══ Records to use

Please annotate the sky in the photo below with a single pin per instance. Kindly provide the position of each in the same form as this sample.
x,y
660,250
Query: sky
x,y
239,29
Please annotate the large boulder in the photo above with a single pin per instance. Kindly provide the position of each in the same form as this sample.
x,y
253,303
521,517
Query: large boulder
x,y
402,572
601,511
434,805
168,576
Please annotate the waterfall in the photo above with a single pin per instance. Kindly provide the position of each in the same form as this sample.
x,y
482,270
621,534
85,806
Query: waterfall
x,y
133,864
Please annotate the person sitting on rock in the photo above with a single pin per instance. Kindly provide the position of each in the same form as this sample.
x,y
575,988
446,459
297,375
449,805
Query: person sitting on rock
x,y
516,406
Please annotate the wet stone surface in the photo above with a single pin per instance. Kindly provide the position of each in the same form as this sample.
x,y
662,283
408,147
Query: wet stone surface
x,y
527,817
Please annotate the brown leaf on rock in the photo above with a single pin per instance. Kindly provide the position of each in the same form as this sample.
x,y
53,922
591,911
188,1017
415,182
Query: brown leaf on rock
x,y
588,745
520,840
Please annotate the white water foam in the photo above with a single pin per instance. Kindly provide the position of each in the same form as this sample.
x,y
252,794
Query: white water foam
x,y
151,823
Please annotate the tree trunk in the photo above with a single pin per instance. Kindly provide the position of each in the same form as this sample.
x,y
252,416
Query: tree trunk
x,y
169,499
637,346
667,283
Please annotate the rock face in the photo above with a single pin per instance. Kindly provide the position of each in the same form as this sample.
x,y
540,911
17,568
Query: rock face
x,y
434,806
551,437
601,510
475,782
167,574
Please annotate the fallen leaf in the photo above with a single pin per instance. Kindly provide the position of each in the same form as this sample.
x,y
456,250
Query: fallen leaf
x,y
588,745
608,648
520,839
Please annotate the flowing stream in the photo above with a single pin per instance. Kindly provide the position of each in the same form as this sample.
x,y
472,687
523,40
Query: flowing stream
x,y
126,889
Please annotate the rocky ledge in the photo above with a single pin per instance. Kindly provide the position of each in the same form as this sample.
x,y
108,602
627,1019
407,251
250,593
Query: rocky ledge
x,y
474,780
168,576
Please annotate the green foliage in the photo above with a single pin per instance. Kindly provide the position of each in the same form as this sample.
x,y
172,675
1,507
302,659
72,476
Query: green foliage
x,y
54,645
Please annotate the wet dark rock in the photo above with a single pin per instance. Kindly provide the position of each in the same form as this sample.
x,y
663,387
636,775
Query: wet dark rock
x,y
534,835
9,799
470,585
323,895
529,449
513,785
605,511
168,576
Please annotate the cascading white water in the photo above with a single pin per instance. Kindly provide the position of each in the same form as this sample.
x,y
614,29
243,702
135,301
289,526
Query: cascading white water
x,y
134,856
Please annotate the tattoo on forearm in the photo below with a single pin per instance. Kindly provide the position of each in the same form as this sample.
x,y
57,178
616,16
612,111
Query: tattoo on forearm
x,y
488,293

════
══ Records to use

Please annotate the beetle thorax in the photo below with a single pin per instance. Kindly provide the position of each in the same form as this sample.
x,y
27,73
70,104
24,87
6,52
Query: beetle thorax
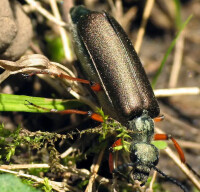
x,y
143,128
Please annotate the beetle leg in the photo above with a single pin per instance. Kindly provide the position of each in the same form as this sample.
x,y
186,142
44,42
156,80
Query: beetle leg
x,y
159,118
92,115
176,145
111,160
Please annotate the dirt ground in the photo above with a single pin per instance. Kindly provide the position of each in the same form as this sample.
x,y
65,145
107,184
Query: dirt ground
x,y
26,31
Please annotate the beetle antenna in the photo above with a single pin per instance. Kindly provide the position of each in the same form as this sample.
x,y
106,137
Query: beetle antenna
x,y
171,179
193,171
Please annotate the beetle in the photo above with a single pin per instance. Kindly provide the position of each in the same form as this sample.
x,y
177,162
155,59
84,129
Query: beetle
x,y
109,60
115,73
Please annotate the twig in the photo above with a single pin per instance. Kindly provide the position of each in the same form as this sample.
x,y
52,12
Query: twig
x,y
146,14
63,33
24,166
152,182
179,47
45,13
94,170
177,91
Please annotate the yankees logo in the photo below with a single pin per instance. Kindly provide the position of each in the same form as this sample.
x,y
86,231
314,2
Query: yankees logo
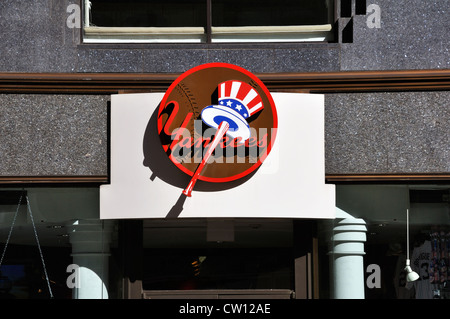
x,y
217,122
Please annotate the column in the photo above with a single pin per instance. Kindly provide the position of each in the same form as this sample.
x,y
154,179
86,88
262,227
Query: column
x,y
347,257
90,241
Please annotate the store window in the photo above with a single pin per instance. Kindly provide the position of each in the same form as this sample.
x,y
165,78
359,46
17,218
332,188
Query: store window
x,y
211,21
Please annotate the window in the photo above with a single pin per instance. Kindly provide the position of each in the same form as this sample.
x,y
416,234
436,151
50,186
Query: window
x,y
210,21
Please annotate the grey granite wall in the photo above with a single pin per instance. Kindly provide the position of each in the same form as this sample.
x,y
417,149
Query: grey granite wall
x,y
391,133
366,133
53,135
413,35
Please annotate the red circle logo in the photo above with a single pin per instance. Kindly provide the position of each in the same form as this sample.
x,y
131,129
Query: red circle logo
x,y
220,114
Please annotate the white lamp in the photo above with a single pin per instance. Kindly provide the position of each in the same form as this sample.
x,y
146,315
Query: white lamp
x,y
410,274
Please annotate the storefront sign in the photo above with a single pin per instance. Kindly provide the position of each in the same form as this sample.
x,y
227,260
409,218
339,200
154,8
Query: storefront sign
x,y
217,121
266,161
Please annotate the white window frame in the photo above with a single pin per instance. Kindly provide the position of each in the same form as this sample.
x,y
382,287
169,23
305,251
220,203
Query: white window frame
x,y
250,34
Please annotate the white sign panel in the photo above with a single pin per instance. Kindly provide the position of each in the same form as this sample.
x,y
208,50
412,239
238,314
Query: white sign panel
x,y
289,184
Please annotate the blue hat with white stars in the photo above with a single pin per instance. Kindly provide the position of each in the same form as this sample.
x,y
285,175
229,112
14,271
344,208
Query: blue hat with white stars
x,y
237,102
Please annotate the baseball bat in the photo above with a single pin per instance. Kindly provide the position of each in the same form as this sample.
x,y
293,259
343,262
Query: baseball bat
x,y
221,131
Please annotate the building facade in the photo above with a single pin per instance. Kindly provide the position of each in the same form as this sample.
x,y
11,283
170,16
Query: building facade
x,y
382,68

════
══ Records to use

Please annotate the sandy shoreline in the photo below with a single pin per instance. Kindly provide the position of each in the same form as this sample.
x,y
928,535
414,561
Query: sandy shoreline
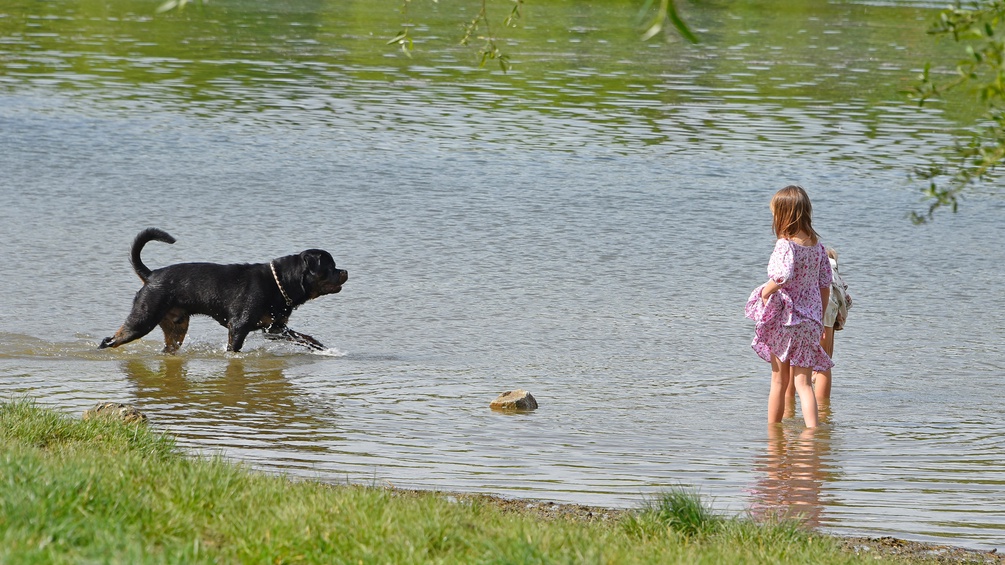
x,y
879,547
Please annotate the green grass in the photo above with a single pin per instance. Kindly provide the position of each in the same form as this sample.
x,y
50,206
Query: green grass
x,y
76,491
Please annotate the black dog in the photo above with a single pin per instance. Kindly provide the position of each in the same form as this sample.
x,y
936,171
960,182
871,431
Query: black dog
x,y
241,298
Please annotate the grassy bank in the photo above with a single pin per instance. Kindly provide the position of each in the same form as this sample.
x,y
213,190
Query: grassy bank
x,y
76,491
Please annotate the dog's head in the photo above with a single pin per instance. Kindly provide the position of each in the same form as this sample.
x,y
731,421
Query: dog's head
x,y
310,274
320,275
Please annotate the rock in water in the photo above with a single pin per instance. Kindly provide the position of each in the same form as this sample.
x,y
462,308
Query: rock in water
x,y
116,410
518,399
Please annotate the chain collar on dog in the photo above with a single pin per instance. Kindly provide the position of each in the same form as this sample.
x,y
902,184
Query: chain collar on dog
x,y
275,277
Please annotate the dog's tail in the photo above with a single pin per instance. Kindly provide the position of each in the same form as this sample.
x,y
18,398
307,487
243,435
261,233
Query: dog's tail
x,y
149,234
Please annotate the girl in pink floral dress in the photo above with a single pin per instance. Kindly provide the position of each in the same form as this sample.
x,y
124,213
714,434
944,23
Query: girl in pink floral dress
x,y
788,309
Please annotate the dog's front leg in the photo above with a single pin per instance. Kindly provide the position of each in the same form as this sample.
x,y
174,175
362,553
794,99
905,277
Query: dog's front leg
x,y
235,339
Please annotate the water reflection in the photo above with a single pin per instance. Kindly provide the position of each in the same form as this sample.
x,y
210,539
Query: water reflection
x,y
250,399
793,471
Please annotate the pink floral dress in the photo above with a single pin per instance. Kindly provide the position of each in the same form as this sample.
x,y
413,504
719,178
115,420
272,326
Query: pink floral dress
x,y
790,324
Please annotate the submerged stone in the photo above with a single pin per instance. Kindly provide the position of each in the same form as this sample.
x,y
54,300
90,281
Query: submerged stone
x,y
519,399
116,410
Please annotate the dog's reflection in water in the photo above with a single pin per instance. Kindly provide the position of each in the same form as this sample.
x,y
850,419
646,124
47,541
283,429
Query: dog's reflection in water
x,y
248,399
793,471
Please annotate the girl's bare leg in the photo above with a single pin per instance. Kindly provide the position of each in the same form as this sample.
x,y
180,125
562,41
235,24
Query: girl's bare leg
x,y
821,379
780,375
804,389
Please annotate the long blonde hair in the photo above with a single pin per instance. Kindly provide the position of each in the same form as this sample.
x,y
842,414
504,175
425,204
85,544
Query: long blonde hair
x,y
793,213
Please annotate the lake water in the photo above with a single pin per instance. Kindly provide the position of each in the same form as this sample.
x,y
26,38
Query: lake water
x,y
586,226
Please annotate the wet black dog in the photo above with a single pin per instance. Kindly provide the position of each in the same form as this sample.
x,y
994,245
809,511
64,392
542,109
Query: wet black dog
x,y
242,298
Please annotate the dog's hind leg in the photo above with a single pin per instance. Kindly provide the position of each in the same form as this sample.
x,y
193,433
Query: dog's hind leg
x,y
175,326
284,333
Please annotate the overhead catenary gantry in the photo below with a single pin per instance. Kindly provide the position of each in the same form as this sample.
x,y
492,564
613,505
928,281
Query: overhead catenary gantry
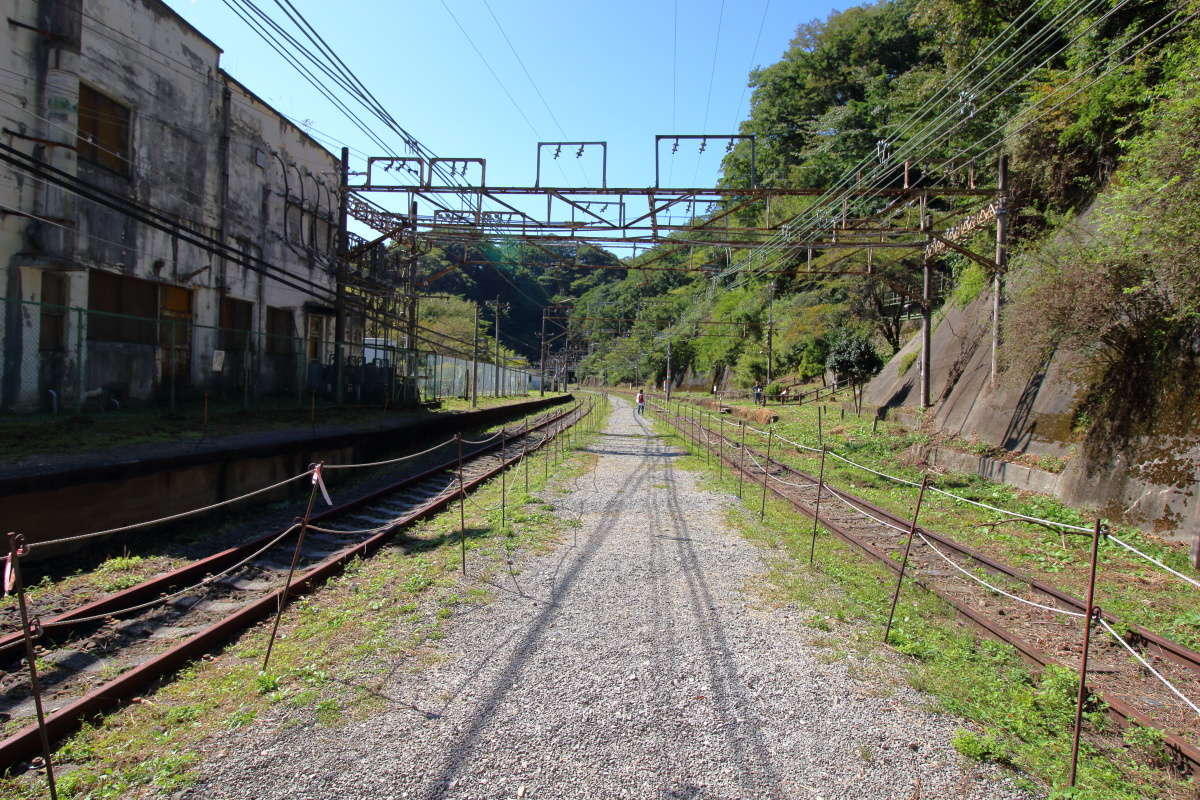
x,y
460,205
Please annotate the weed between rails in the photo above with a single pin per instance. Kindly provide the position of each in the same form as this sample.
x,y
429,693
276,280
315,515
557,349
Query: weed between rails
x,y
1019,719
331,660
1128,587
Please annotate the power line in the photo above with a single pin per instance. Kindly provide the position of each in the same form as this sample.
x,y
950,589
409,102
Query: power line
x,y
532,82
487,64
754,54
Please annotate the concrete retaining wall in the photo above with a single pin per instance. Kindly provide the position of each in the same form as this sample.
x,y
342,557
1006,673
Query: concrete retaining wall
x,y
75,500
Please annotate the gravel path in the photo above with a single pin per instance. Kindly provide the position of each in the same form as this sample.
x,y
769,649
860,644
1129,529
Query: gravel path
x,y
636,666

════

-- What the task asks --
Report how many lines of the entries above contain the word "concrete", with capitalization counting. Give only the number.

-- Solution below --
2